## [What you will do]
Reproduce every line of the records below, requests included, multiplying each point coordinate in the answers by 1.05 and rounding it to the nearest whole number, with halves rounded up. Leave the pictures out of your output.

## [Data extract]

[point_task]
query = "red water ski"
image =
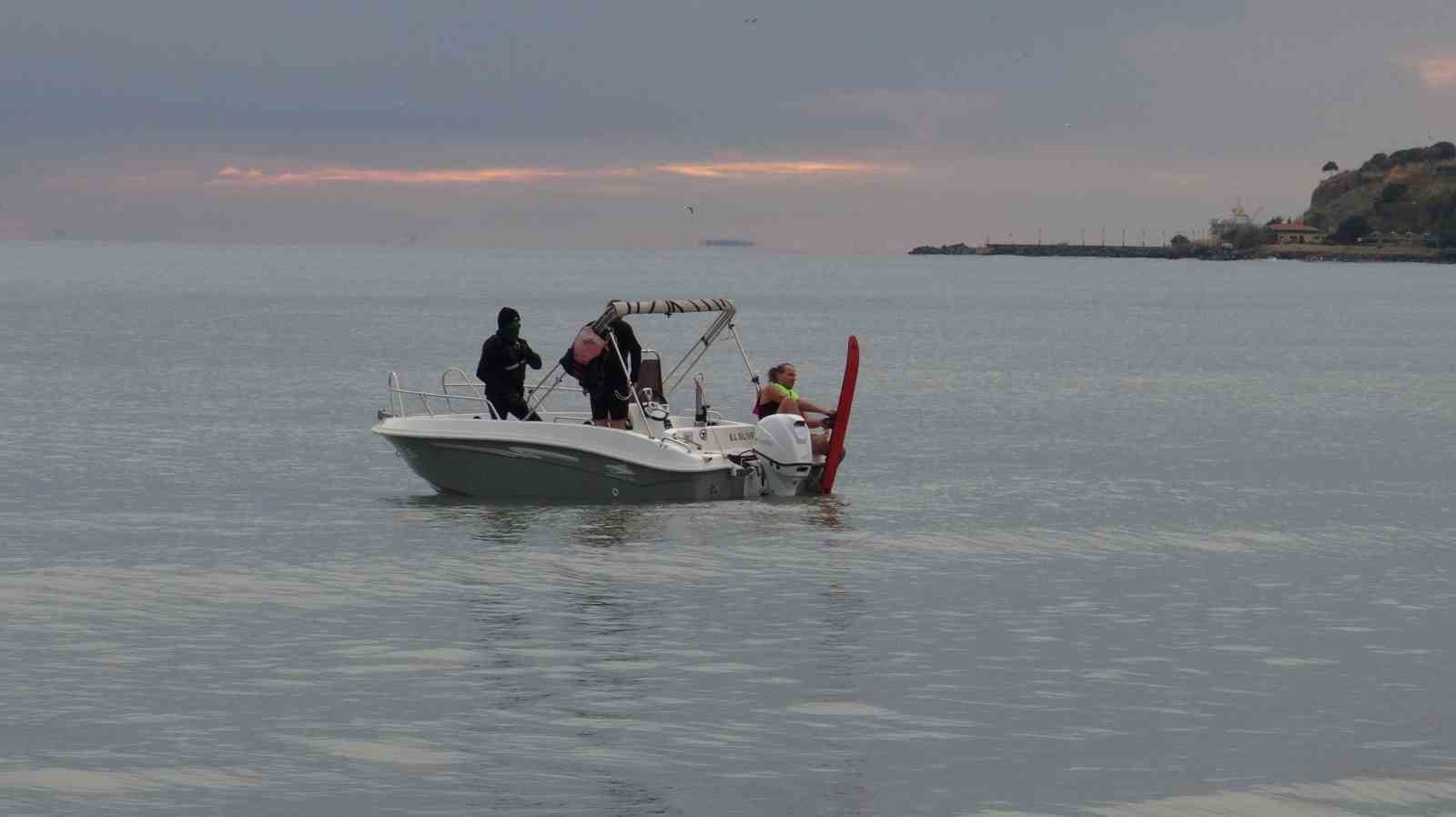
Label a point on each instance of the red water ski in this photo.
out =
(846, 399)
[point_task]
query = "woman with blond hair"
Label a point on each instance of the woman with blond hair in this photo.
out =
(778, 397)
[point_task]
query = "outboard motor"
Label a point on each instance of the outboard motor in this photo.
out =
(785, 453)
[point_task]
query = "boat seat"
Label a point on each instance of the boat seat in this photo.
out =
(650, 376)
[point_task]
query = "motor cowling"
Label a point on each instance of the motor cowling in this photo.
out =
(785, 453)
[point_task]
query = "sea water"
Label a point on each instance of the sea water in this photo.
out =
(1113, 538)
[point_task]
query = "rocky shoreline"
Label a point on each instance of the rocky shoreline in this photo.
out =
(1307, 252)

## [Correct response]
[point_task]
query = "red water ski"
image =
Label a point on each instance of the red water ski in this photo.
out =
(888, 419)
[point_task]
query = "woman with blond hair"
Label a point on each instance of the woman with blond hair in this photo.
out =
(817, 417)
[point_task]
query = "outboard motor"
Label a point on each instance of the outboard motor in this photo.
out =
(824, 476)
[point_task]
query = "boat seat"
Label a point on each instance of the boat seat in this photo.
out =
(683, 395)
[point_task]
query = "motor cowling"
Label a point on each instance of the motor cowling in this photo.
out =
(824, 476)
[point_task]
query = "sea water"
Label a point on each instance of the sea water in this photo.
out =
(1169, 565)
[point_task]
query = "rocky shoreline"
Label a point on each instance of the rocky shoreline in this photo.
out =
(1372, 265)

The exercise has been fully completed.